What the task requires:
Only the lines starting at the one that contains "Target: dirt road" and running to the end should be repeated, exactly as written.

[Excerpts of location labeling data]
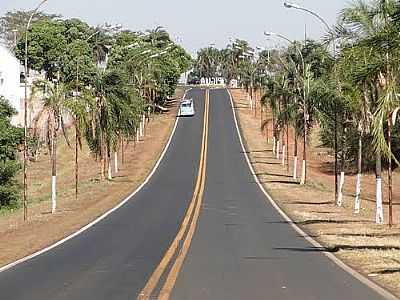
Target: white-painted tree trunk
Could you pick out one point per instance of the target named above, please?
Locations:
(109, 176)
(116, 162)
(141, 129)
(274, 145)
(303, 173)
(357, 201)
(53, 194)
(379, 204)
(144, 125)
(278, 144)
(340, 192)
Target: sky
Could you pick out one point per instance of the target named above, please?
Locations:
(197, 24)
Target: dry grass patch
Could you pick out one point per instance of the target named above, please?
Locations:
(372, 249)
(19, 238)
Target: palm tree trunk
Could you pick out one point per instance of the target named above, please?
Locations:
(54, 171)
(342, 171)
(116, 162)
(390, 173)
(144, 124)
(379, 205)
(76, 160)
(109, 171)
(287, 146)
(122, 151)
(295, 159)
(102, 159)
(278, 145)
(273, 134)
(283, 146)
(357, 201)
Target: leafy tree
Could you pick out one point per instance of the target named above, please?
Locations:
(13, 25)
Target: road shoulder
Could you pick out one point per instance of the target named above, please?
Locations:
(19, 239)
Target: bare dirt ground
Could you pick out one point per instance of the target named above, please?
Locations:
(19, 238)
(372, 249)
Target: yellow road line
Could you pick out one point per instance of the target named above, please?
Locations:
(148, 290)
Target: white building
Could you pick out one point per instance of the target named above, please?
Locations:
(10, 78)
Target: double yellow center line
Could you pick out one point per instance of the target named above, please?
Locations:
(180, 246)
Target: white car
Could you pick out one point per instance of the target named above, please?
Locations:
(186, 108)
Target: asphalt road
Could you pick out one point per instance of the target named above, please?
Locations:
(242, 248)
(115, 258)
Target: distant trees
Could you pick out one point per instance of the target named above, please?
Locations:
(352, 96)
(105, 81)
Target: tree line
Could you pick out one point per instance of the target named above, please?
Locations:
(347, 85)
(104, 80)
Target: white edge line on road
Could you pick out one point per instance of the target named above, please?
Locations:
(380, 290)
(106, 214)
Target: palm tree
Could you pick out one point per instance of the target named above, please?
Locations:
(53, 113)
(370, 26)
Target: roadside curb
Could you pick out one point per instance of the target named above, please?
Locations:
(369, 283)
(106, 214)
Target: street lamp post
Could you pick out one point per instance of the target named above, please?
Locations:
(305, 111)
(25, 199)
(329, 29)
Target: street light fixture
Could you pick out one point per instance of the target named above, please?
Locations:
(298, 7)
(320, 18)
(28, 25)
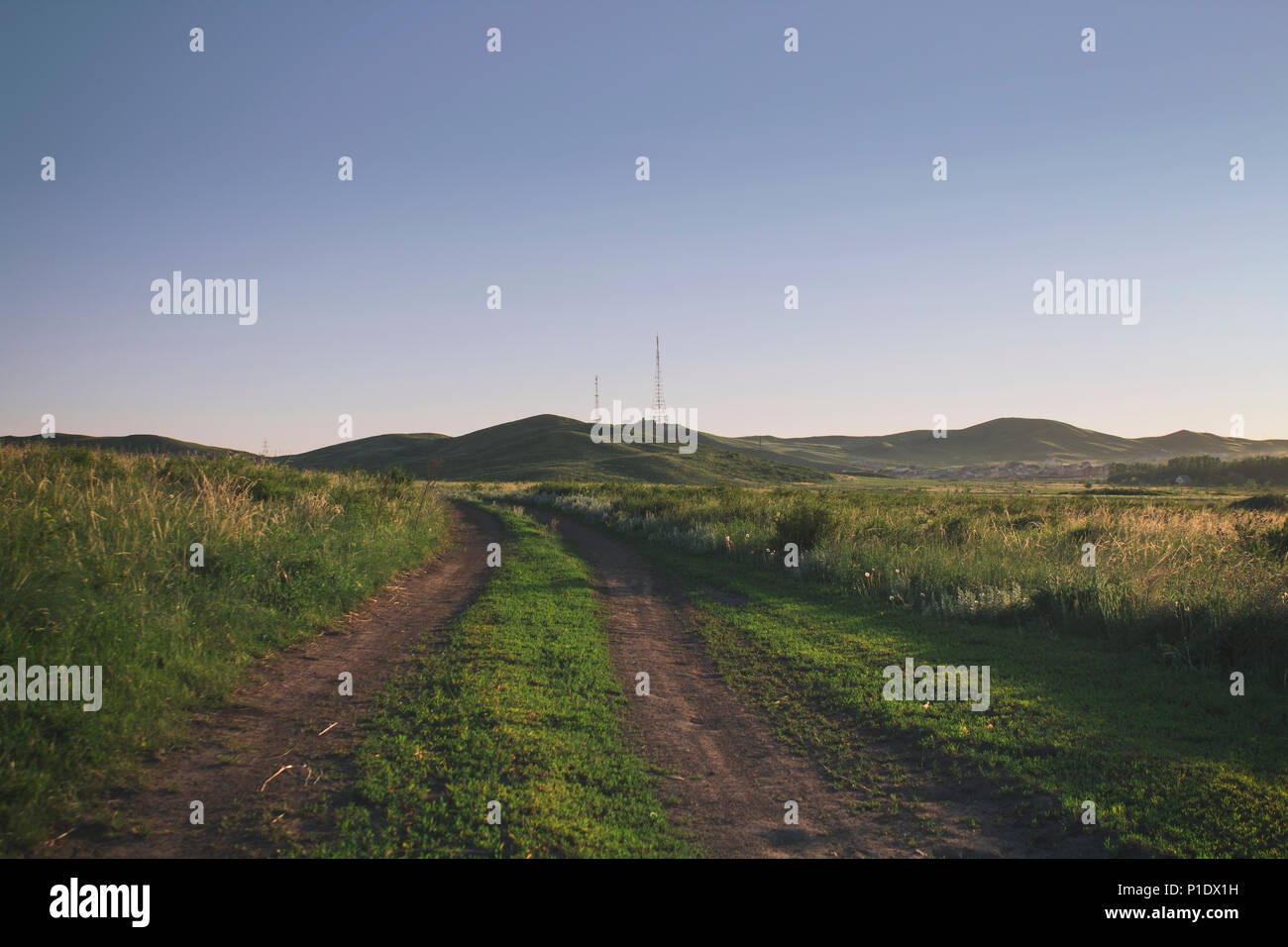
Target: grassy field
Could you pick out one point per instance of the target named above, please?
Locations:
(550, 447)
(94, 570)
(1145, 729)
(520, 706)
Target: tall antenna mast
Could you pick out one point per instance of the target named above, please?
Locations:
(658, 401)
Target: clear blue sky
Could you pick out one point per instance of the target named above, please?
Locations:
(518, 169)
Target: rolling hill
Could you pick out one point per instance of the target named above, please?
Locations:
(549, 447)
(553, 447)
(129, 444)
(1000, 441)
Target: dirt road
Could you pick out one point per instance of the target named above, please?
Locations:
(732, 775)
(286, 738)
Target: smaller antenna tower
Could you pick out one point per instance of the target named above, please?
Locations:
(658, 401)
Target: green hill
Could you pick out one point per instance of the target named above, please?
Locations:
(129, 444)
(997, 442)
(552, 447)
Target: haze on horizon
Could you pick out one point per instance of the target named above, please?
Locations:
(518, 169)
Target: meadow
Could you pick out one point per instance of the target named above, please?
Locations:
(1112, 690)
(95, 552)
(519, 707)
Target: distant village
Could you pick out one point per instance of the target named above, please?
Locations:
(1014, 471)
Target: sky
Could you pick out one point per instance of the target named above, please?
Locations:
(518, 169)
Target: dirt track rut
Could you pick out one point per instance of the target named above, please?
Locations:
(290, 715)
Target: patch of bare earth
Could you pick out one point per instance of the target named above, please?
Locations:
(732, 776)
(262, 764)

Complete response:
Target: dirt road
Could you pick out one point per instance of the target named above, please?
Locations:
(732, 775)
(286, 738)
Target: smaller antenna tower
Could you pick out one point per instance of the target named above, please?
Locations:
(658, 401)
Target: green hill
Could you pick out one point per instance of the target named above, please?
Locations:
(129, 444)
(997, 442)
(552, 447)
Target: haze on horizon
Could you pick out one point per instance of the target named above, please?
Locations:
(518, 169)
Target: meadow
Could you pick out one point per instance of the target named above, please?
Locations:
(1112, 690)
(95, 552)
(519, 707)
Target: distant village
Could you pick out one point per instance of the target named above, please?
Locations:
(1014, 471)
Target: sky
Could you pick out one point per instance of the target named above, please?
Locations:
(518, 169)
Target: dirt track rut
Could you pick out one point per instance of the target named above, please?
Locations:
(290, 715)
Target: patch of bare earth
Could you pick out one point per instance of the target named above, please?
Locations:
(732, 776)
(262, 764)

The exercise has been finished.